*** Opening Supplied data ***

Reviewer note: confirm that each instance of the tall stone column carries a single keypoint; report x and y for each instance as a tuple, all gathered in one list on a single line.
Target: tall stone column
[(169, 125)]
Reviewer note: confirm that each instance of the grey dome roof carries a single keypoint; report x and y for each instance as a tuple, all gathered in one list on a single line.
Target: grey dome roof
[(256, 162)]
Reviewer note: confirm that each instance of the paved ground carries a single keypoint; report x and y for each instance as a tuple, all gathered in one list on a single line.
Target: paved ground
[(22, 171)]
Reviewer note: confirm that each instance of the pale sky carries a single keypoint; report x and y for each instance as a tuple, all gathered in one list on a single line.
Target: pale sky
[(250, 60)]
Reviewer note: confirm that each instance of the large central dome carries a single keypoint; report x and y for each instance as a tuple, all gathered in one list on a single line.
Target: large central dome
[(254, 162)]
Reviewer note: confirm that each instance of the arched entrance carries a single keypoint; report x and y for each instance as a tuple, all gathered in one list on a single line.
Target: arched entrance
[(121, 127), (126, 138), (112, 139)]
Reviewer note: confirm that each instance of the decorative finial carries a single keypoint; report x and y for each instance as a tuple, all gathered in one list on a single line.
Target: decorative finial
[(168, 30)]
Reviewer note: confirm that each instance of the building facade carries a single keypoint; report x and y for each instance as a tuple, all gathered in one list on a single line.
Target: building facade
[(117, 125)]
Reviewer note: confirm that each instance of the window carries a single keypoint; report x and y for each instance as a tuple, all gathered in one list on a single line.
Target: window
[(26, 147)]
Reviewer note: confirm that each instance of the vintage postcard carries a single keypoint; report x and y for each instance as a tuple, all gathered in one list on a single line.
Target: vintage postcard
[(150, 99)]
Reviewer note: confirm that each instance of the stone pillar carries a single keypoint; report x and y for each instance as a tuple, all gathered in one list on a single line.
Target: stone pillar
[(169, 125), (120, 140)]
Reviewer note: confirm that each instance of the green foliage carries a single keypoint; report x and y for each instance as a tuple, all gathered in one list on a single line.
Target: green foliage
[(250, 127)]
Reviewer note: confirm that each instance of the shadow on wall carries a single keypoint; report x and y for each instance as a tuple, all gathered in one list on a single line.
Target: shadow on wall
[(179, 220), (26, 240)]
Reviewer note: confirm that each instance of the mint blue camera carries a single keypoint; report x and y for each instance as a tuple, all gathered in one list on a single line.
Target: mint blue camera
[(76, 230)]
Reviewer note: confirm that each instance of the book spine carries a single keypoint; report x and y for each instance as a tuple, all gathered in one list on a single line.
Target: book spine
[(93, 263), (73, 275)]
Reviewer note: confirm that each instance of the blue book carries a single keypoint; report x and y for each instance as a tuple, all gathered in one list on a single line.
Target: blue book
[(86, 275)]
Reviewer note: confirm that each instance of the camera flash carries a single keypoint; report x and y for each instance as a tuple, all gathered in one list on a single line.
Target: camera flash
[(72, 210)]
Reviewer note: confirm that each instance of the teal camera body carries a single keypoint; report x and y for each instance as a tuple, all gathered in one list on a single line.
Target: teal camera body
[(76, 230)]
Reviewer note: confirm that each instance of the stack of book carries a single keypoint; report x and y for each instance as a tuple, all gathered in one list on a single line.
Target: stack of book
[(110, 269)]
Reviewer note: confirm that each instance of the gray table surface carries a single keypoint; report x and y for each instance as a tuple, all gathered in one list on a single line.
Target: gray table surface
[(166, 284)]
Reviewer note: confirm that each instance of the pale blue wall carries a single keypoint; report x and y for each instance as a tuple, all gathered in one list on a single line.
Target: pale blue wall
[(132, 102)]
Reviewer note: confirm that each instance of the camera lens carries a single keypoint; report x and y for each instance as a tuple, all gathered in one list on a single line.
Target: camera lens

*** Closing Supplied data ***

__What to produce__:
Produce the entries above once more, identical in every detail.

__Task output__:
Reviewer note: confirm that each instance of the tall stone column carries a single keypoint; report x and y for each instance as a tuple, all gathered in one list on a single line.
Target: tall stone column
[(169, 125)]
Reviewer note: confirm that each instance of the grey dome roof carries a single keypoint; report x and y for each instance as a tuple, all gathered in one list on a single line.
Target: grey dome roof
[(256, 162)]
Reviewer note: confirm that each instance of the paved ground carries a single keypoint; report x and y for each instance as a tuple, all gathered in one list on a single line.
Target: paved ground
[(22, 171)]
Reviewer note: confirm that each instance of the pale sky carries a single keypoint; report x and y for each instance as a tuple, all gathered in one list on a single line.
Target: pale sky
[(250, 60)]
Reviewer note: confirm that each instance of the large central dome carries a single keypoint; report x and y for each instance as a tuple, all gathered in one list on a single line.
Target: large central dome
[(254, 162)]
Reviewer note: confirm that each instance of the arched entrance carries a single keypoint; report x and y for each instance as a tuple, all gathered in one list on a single line.
Target: arched entrance
[(121, 127), (126, 138), (112, 139)]
Reviewer note: confirm that each instance of the decorative finial carries a single keypoint; report x and y for each instance as a tuple, all gathered in one list on a single line.
Target: decorative finial
[(168, 30)]
Reviewer note: confirm that each instance of the building facade carries a single keypoint; report x and y for each instance as a tuple, all gathered in one list on a single line.
Target: building facade
[(117, 125)]
Reviewer note: confirm that each instance of the window carries a single keypoint; report x and y for each instance as a tuple, all gathered in one list on a single line.
Target: window
[(26, 147)]
Reviewer note: confirm that each instance of the vintage postcard carries a single keypoint; report x and y for each instance as a tuple, all gathered in one list on a single line.
Target: vintage postcard
[(150, 99)]
Reviewer note: confirm that each instance of the stone pillar carries a single keypoint; report x and y for each instance as a tuple, all gathered in one list on a single line.
Target: stone pillar
[(169, 125), (120, 140)]
Reviewer note: confirm that each instance of the green foliage carries a single keypoint; report x and y for each instance as a tuple, all gathered in one list on a single line.
Target: green foliage
[(250, 127)]
Reviewer note: confirm that each instance of the shadow on wall carries a single keypoint; report x and y for each instance as a tuple, all gathered in one list on a single line.
Target: shadow on wall
[(179, 220), (26, 240)]
Reviewer note: confirm that each instance of the mint blue camera carries a single keypoint; report x and y for each instance as a tuple, all gathered in one list on a single line.
Target: mint blue camera
[(76, 230)]
Reviewer note: confirm that each instance of the book spine carries a single keypoint; report x and y for each instance as a tuple, all gathered in one list on a single line.
Target: book spine
[(93, 263), (73, 275)]
Reviewer note: confirm that each instance of the blue book carries a single keypoint; report x and y for each instance as a tuple, all gathered in one list on a single line.
Target: blue book
[(86, 275)]
Reviewer note: confirm that each instance of the camera flash carries a single keypoint; report x and y for each instance as a tuple, all gathered in one list on a single line.
Target: camera flash
[(72, 210)]
Reviewer note: confirm that each instance of the teal camera body carries a single keypoint; report x and y for each instance as a tuple, all gathered in one list on a single line.
Target: teal camera body
[(76, 230)]
Reviewer note: confirm that each instance of the stack of book carries a single keypoint; report x and y for each instance as a tuple, all gathered in one list on a single line.
Target: stack of book
[(110, 269)]
Reviewer note: confirm that each instance of the gray table surface carries a single keypoint; report x and y for each instance as a tuple, all gathered in one list on a single line.
Target: gray table surface
[(166, 284)]
Reviewer note: confirm that each instance of the pale blue wall carries a single keypoint; report x and y for each instance as a tuple, all gathered in one list on a single line.
Target: pale blue wall
[(132, 102)]
Reviewer note: confirm that each instance of the camera lens carries a single keypoint; report x and y for each instance as a tuple, all gathered in one list on a single line.
Target: camera lens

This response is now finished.